### WAS ZU TUN IST
Schreibe aus dem Konzertbericht die Stelle wörtlich ab, beginnend mit „Konstantin Reymaier im“ und weiter bis einschließlich „seiner Zeit herbei.“.

### TEXTABSCHNITT
Konstantin Reymaier im Dresdner Orgelzyklus an der Hofkirche
Die Silbermannorgel der Dresdner Hofkirche (Kathedrale) ist nicht nur ein Wunsch- und Lustobjekt, sondern auch eine Herausforderung – sie will erfahren, ertastet, erlauscht werden. So lassen sich, wie gerade in jüngster Zeit häufig erlebt, selbst Werke darauf spielen, die deutlich nach ihrer Fertigstellung geschrieben wurden. Domorganist Konstantin Reymaier, Gast der Internationalen Dresdner Orgelwochen von St. Stephan Wien, tat dies gestern einmal nicht, womit er fast schon aus der Reihe der jüngsten Konzerte herausstach. Ohne die Legende der nicht zustande gekommenen Begegnung zwischen Johann Sebastian Bach und Louis Marchand zu sehr zu belehnen, führte er eine Zusammenkunft Bachs mit französischer Orgelmusik seiner Zeit herbei.

### BEREITGESTELLTES MATERIAL
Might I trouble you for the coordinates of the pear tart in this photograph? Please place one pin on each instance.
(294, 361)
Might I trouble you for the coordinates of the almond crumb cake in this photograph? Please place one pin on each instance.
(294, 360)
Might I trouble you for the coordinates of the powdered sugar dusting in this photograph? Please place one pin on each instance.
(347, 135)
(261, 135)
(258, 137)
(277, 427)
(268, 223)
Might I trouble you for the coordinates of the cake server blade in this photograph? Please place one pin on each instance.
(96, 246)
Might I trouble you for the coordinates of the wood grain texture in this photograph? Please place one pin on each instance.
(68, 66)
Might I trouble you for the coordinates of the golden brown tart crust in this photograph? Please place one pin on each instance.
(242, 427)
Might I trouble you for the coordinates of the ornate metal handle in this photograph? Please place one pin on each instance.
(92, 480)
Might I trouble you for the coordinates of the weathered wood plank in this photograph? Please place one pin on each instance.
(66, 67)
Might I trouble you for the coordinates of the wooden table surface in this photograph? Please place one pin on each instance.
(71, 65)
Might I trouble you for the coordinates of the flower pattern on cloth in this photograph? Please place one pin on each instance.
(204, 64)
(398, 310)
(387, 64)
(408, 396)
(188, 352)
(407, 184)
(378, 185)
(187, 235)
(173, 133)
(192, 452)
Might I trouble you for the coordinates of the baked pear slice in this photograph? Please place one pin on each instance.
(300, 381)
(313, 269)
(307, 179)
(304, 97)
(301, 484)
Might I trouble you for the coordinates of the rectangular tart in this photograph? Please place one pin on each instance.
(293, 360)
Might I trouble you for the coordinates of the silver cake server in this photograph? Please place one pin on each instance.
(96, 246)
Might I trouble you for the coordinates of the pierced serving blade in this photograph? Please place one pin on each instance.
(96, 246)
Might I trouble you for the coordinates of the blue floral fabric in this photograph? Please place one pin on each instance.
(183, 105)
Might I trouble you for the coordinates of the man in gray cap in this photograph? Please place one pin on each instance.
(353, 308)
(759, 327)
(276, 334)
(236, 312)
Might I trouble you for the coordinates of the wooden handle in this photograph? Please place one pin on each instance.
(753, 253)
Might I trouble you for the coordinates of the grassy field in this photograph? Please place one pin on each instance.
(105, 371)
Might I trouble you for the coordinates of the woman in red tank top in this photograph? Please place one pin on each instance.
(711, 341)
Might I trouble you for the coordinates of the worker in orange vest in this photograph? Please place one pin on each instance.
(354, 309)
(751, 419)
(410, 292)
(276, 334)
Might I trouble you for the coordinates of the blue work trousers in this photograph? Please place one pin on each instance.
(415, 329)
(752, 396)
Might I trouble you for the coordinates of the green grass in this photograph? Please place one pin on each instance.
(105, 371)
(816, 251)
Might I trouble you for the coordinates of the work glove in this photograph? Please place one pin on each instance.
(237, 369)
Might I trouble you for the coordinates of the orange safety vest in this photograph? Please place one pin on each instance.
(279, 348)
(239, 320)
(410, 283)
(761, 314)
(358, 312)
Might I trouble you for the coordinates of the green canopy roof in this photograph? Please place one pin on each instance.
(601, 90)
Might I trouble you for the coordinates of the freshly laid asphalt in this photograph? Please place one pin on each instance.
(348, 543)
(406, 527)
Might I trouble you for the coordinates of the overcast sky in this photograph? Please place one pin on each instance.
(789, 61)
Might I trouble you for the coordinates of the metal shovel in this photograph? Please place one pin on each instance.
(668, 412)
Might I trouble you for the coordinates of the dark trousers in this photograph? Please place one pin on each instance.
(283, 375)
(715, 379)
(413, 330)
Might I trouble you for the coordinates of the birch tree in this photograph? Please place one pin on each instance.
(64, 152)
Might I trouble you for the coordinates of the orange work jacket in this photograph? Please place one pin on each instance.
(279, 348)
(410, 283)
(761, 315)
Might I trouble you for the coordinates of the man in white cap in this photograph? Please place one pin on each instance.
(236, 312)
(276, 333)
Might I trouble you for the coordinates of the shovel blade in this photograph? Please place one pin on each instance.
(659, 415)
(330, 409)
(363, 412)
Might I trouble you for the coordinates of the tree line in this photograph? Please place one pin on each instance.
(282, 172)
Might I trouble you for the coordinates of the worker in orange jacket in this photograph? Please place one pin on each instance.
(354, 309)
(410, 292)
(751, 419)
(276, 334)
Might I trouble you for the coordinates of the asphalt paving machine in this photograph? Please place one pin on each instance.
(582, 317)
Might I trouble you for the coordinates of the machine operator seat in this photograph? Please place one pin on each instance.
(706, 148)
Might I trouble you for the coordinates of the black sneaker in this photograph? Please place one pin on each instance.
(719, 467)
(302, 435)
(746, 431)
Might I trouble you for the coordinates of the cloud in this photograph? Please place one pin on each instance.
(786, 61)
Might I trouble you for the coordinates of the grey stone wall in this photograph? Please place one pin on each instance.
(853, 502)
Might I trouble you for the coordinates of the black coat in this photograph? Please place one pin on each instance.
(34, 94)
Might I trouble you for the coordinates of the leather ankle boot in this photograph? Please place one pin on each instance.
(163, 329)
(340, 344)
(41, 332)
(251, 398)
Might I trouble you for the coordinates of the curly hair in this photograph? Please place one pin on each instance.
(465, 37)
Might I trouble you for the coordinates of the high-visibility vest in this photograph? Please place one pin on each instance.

### SCHRIFTLICHE ANTWORT
Konstantin Reymaier im Dresdner Orgelzyklus an der Hofkirche
Die Silbermannorgel der Dresdner Hofkirche (Kathedrale) ist nicht nur ein Wunsch- und Lustobjekt, sondern auch eine Herausforderung – sie will erfahren, ertastet, erlauscht werden. So lassen sich, wie gerade in jüngster Zeit häufig erlebt, selbst Werke darauf spielen, die deutlich nach ihrer Fertigstellung geschrieben wurden. Domorganist Konstantin Reymaier, Gast der Internationalen Dresdner Orgelwochen von St. Stephan Wien, tat dies gestern einmal nicht, womit er fast schon aus der Reihe der jüngsten Konzerte herausstach. Ohne die Legende der nicht zustande gekommenen Begegnung zwischen Johann Sebastian Bach und Louis Marchand zu sehr zu belehnen, führte er eine Zusammenkunft Bachs mit französischer Orgelmusik seiner Zeit herbei.